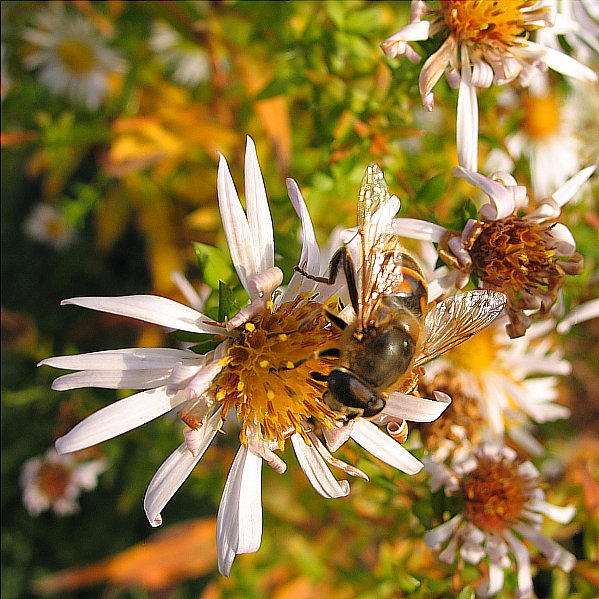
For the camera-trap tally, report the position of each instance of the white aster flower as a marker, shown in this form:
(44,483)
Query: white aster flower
(55,482)
(513,247)
(251,373)
(485,42)
(47,224)
(189,62)
(71,57)
(503,508)
(578,22)
(547,137)
(499,386)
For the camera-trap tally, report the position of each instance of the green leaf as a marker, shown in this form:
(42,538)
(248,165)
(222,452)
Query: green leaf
(229,302)
(432,190)
(214,265)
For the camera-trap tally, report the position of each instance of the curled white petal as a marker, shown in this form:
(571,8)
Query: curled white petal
(125,359)
(175,470)
(239,520)
(502,201)
(416,409)
(118,418)
(571,187)
(150,308)
(467,121)
(315,468)
(417,229)
(235,225)
(380,445)
(258,212)
(113,379)
(586,311)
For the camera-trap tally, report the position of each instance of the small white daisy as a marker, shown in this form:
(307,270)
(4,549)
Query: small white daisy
(514,383)
(513,247)
(47,224)
(71,57)
(54,482)
(253,373)
(503,508)
(189,62)
(485,43)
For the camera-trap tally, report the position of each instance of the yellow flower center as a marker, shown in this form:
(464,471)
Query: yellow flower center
(541,116)
(260,382)
(495,494)
(491,22)
(476,355)
(77,56)
(53,480)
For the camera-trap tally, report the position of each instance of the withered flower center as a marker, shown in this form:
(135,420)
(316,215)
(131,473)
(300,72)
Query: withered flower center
(488,22)
(495,494)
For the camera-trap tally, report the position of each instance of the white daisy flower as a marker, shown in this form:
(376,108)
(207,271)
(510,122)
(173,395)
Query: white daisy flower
(503,508)
(189,62)
(47,224)
(253,372)
(70,56)
(505,385)
(54,482)
(546,137)
(523,256)
(485,42)
(578,22)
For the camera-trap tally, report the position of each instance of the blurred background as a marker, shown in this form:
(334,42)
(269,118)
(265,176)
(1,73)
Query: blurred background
(112,116)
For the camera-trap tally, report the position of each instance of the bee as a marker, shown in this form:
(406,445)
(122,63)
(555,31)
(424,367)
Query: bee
(394,332)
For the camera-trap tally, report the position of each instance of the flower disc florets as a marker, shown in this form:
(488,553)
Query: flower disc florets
(260,381)
(491,23)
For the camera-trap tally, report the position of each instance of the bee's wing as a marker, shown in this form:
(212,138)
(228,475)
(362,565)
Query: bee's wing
(456,319)
(381,257)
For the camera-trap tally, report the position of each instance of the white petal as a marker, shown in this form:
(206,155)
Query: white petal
(317,471)
(118,418)
(555,554)
(523,560)
(417,229)
(175,470)
(586,311)
(112,379)
(502,201)
(150,308)
(258,212)
(239,520)
(571,187)
(494,583)
(123,359)
(565,244)
(380,445)
(562,63)
(467,121)
(310,255)
(561,514)
(416,409)
(235,225)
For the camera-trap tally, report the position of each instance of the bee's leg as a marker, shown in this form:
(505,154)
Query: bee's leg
(341,257)
(333,352)
(338,322)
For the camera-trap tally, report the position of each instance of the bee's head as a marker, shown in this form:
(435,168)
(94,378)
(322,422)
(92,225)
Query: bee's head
(350,396)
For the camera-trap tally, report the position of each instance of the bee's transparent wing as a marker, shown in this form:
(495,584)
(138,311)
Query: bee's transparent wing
(456,319)
(381,258)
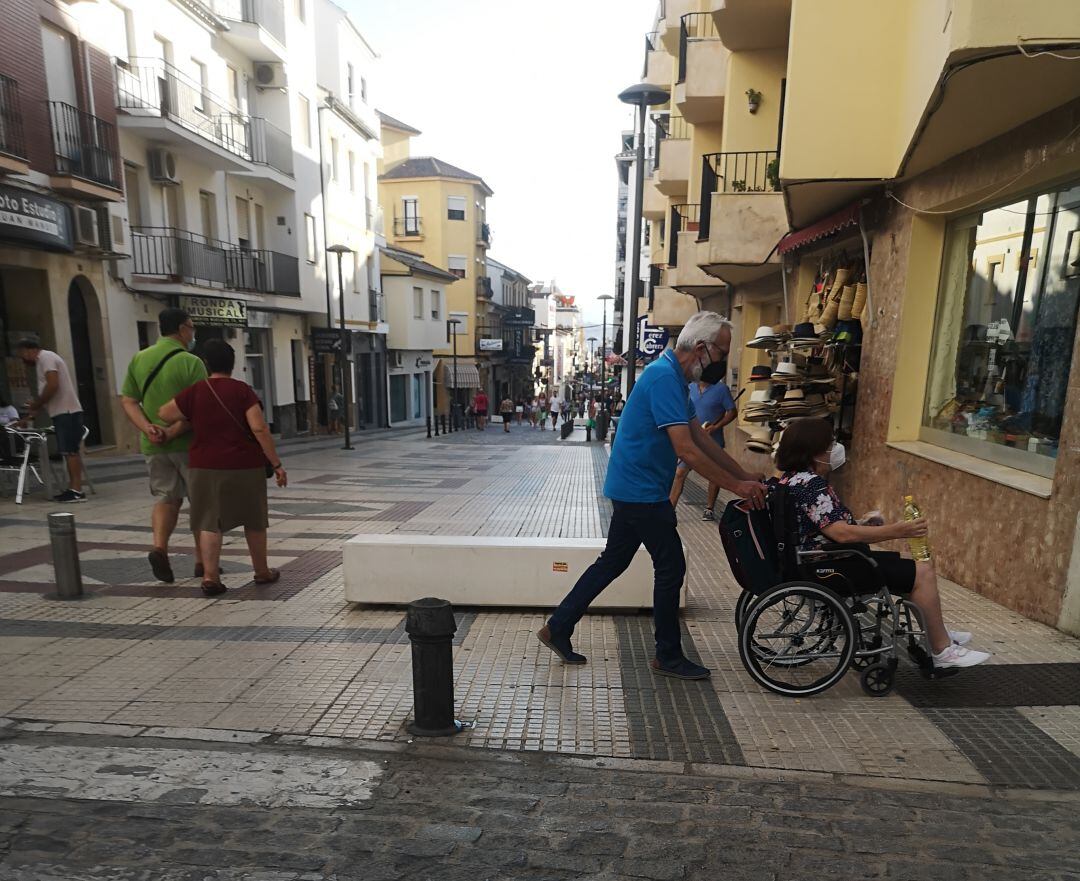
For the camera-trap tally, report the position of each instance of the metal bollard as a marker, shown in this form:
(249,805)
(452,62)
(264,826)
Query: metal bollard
(65,549)
(430,626)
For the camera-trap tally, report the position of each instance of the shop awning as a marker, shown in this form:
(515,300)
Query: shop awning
(468,374)
(835,222)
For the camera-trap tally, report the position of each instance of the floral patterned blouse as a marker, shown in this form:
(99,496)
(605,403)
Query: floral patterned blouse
(817,506)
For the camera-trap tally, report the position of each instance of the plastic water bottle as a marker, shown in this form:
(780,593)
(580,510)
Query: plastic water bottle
(920,547)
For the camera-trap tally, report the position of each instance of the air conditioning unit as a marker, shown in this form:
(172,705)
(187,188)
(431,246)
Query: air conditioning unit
(270,75)
(163,166)
(86,233)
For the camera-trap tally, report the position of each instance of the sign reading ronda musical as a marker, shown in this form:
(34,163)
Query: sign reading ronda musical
(215,312)
(36,219)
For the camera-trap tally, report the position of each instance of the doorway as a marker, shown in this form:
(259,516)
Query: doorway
(79,320)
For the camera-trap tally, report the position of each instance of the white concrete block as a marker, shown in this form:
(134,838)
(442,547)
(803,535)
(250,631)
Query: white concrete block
(486,570)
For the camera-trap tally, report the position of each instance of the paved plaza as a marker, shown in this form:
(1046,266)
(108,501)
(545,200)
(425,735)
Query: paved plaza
(146,666)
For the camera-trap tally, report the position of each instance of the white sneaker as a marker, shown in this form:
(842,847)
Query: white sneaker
(959,656)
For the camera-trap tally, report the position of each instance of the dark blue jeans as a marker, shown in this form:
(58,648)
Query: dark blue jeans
(633,525)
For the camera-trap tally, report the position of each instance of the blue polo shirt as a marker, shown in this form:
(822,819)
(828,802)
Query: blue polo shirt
(643,459)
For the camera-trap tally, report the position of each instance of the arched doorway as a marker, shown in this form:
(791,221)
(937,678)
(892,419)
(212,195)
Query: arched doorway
(79,319)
--------------------
▶ PROBLEM STATEMENT
Print all the lines above again exactly, without any pictures.

▶ YOUR SOLUTION
For the camera-trap tally, report the position of each instance of the white aster flower as a marker, shown in this form:
(44,483)
Query: white aster flower
(55,482)
(513,247)
(251,373)
(485,42)
(47,224)
(189,62)
(71,57)
(503,508)
(578,22)
(547,137)
(499,386)
For the camera-trap tally, report the position of each instance of the green leaf as a marker, shown in this form:
(42,538)
(248,165)
(222,452)
Query: green leaf
(229,302)
(432,190)
(214,265)
For the camera-trap tally, report the position of each instance of the curled white petal as a marker, shown in this form:
(571,8)
Query: curled white petal
(125,359)
(175,470)
(239,520)
(502,201)
(416,409)
(118,418)
(571,187)
(150,308)
(467,121)
(315,468)
(417,229)
(235,225)
(380,445)
(258,212)
(113,379)
(586,311)
For the camera-trap tally, report the position of each instance of the small white daisy as a marker, shown in this form:
(307,270)
(4,549)
Query: small white daisy
(514,383)
(513,247)
(47,224)
(71,57)
(54,482)
(253,373)
(503,508)
(189,62)
(485,43)
For the camera-trap tally, report the position of each instance of the yellow flower center as a marker, shown in this form:
(464,471)
Query: yellow flower center
(541,116)
(260,382)
(495,494)
(491,22)
(476,355)
(77,56)
(53,480)
For the camera-trap tally, report the position of each instance of the withered flower center as a marker, shown in this form:
(135,420)
(316,215)
(131,473)
(300,72)
Query: withered flower center
(488,22)
(495,494)
For the camera-trap tally, report the position of each instance of the white daisy flower as a marker, shown in this form:
(376,108)
(207,271)
(510,122)
(173,395)
Query: white daisy flower
(503,508)
(189,62)
(47,224)
(253,372)
(70,56)
(505,385)
(54,482)
(546,137)
(523,256)
(485,42)
(578,22)
For the camera-trap tally, report the position of each instance of the blurred background as a marker, shown in this form:
(334,42)
(269,118)
(265,176)
(1,73)
Query: blurred background
(112,116)
For the camera-trap tally, report the position of each instance of the bee as a marker, shown in this form:
(406,445)
(122,63)
(555,31)
(424,367)
Query: bee
(394,332)
For the camera-trap tally, report the position of each instance of the flower disc florets as a marker, shown in this form:
(488,553)
Query: flower disc florets
(260,381)
(491,23)
For the camera-trap tally, report the position of each instance of the bee's wing as a marker, shown in this form:
(212,138)
(228,475)
(362,565)
Query: bee's wing
(456,319)
(381,257)
For the camera-trap tally, report the position of each instance of the white petal as a marker, shown in this form:
(206,155)
Query: white petal
(317,471)
(118,418)
(555,554)
(523,560)
(417,229)
(175,470)
(586,311)
(112,379)
(502,201)
(150,308)
(258,212)
(239,520)
(571,187)
(494,583)
(123,359)
(565,244)
(380,445)
(562,63)
(467,121)
(310,255)
(561,514)
(416,409)
(235,225)
For the camera-trap tally, report the position of each instance of the bee's leg as a marker, shown in this form:
(505,154)
Query: bee's leg
(341,257)
(333,352)
(338,322)
For the camera-trap tally, report the position of each instance of the bee's head as a marker, shown in this form:
(435,168)
(94,378)
(322,422)
(92,225)
Query: bee's head
(350,396)
For the camera-trap tally, report the position of each instance of the bee's transparent wing as a marker, shown in this form:
(495,584)
(138,311)
Query: bee's transparent wing
(456,319)
(381,258)
For the camera-trap tally, report the position of each instance of the metal bollard as a marker, shown in this form:
(249,805)
(452,62)
(264,826)
Query: metal bollard
(65,549)
(430,626)
For the camera-trap tally, report the position of each instance of the shop awning as a marker, shown in this form:
(515,300)
Query: shop awning
(468,374)
(835,222)
For the camera-trap tally, report the position of each instance of the floral patterned blouse as a marker, shown in this form:
(99,496)
(605,403)
Query: floral patterned blouse
(817,506)
For the camera-trap tally, report the position of each instance of the plastic water bottle as a marker, shown in this form:
(780,593)
(580,510)
Query: plastic water bottle
(920,547)
For the camera-trap tally, report the position of each instance of the air conditioning unit as a marker, shown in this form:
(172,705)
(187,188)
(431,246)
Query: air conditioning unit
(270,75)
(163,166)
(86,233)
For the camera-trap tally, report the position of each instance of the sign reading ronda musical as a marker, shown in this form:
(34,163)
Query: sign reading ronda musical
(215,312)
(36,219)
For the camera-trap tally, report the position of each instance of the doorway as a marker, shown in this form:
(259,516)
Query: doorway
(79,320)
For the camera-trap tally, report the position of each instance of the white concrete block as a marker, shown in this form:
(134,838)
(442,547)
(803,535)
(250,631)
Query: white concrete block
(486,570)
For the camera-trap tally, report the position of each instance of the paved plaza as a marker, shown in this form:
(1046,266)
(108,501)
(545,200)
(425,735)
Query: paved plaza
(146,666)
For the camera-trap tally, report the position of each instance of the white sneaker as a marker, shown in this form:
(842,847)
Query: white sneaker
(959,656)
For the camera-trap tally, report the position of each instance of the dark blue jeans as a marker, shown in this form:
(58,648)
Query: dark blue jeans
(633,525)
For the camera-trap tally, report the position of each instance of the blue polo shirt as a marker, shown in this form:
(822,819)
(828,802)
Query: blue polo shirt
(643,459)
For the camera-trap tally, report the position of each instance of the arched doorway as a marker, shown in this form:
(791,221)
(937,678)
(892,419)
(212,195)
Query: arched doorway
(79,319)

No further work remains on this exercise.